══ EXTRACT PROVIDED

Top children’s books feature a Passover tale and 2 coming-of-age debut novels


BOSTON (JTA) — A heartwarming and beautifully illustrated Passover tale and two poignant coming-of-age debut novels are this year’s gold medal winners of the Sydney Taylor Book Awards for the best in Jewish children’s literature.

The awards, given by the Association of Jewish Libraries, were announced Monday at the American Library Association’s midwinter meeting as part of the ALA’s Youth Media Awards ceremony. The ALA conference was held remotely due to the pandemic.

In “Welcoming Elijah: A Passover Tale with a Tail,” by Leslea Newman and illustrated by Susan Gal, a young boy celebrating a Passover Seder with his family is united with a lonely kitten shivering at his doorstep on a cold, windy night. The lyrically written story, echoing with the holiday’s theme of welcoming strangers, won in the picture-book category.

Newman is the award-winning author of more than 70 books, including the trailblazing “Heather Has Two Mommies” and “Gittel’s Journey.”

“Turtle Boy,” by M. Evan Wolkenstein, won in the category for middle grades. In this stirring work, seventh-grader Will Levine is a shy loner paired for his bar mitzvah project with a terminally ill hospitalized teen longing for adventure. Kveller, a sister site of the Jewish Telegraphic Agency, described the book as a “marvelous coming-of-age story about bravery and the redemptive power of friendship,” and finding meaning in Jewish ritual.

In the young adult category, the top prize went to “Dancing to the Pity Party,” by Tyler Feder. The critically acclaimed graphic-style memoir explores the loss and grief following the death of Feder’s mother. It’s funny and sad, according to Rebecca Levitan, chair of the Sydney Taylor Award Committee, who in a news release described the book as a “singular achievement.”

Six silver medalists and 11 notable books were recognized. The full list is available here.

The Sydney Taylor Book Awards honor books for children and teens that exemplify “high literary standards while authentically portraying the Jewish experience.” They are named in memory of the author of the mid-20th century series “All-of-a-Kind-Family.”

The winners will receive their awards at the Association of Jewish Libraries’ annual conference, which this year will be held remotely at the end of June.

════

**EXERCISE REQUIREMENTS:**
(1) Rewrite the article on the Sydney Taylor Book Awards, starting with "The winners will" and going on through "end of June.", changing "remotely" to "in person".
(2) According to the article on the Sydney Taylor Book Awards, which organization gives the awards?

══ SOURCE INFORMATION

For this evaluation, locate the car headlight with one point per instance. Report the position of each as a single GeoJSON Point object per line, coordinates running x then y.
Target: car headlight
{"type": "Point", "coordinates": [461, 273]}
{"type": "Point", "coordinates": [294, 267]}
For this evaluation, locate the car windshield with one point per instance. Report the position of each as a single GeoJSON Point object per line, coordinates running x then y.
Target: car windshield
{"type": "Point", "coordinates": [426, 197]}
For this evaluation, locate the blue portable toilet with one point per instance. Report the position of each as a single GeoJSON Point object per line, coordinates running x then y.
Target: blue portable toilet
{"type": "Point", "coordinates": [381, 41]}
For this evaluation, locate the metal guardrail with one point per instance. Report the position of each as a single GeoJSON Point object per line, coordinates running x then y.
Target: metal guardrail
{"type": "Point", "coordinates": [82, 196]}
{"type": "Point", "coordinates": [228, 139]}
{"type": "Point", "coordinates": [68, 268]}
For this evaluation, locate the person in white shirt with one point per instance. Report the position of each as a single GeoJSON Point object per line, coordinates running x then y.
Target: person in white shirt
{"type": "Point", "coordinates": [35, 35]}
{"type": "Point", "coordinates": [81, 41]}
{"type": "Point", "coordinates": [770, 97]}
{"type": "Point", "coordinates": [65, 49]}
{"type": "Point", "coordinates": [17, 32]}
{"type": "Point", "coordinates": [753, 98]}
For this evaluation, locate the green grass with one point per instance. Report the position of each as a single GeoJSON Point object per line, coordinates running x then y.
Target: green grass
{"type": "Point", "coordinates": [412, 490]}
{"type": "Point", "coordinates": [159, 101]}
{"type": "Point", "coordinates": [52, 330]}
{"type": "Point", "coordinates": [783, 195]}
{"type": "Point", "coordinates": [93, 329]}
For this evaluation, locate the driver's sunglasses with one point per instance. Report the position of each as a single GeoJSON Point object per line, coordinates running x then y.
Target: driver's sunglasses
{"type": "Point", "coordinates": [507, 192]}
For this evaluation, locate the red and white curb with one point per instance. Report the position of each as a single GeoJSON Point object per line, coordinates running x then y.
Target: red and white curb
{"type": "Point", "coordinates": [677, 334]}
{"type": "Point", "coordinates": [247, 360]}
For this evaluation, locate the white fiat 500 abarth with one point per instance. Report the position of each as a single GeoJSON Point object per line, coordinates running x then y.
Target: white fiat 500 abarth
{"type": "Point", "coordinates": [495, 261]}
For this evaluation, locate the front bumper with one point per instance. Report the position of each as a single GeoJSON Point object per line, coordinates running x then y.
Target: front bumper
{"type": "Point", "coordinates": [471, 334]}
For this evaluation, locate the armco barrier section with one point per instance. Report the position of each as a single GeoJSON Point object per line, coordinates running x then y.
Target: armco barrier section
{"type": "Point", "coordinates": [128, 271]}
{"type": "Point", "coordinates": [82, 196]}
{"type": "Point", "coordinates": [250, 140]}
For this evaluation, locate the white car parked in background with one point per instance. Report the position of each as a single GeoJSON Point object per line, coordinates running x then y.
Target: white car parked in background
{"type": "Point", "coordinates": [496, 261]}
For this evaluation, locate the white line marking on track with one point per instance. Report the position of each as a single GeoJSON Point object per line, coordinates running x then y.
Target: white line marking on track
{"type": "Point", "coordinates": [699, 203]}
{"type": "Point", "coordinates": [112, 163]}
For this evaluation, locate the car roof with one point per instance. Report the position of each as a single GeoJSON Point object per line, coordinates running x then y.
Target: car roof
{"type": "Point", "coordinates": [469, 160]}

════

**PER-TASK ANSWERS:**
(1)
The winners will receive their awards at the Association of Jewish Libraries’ annual conference, which this year will be held in person at the end of June.

(2) The Association of Jewish Libraries.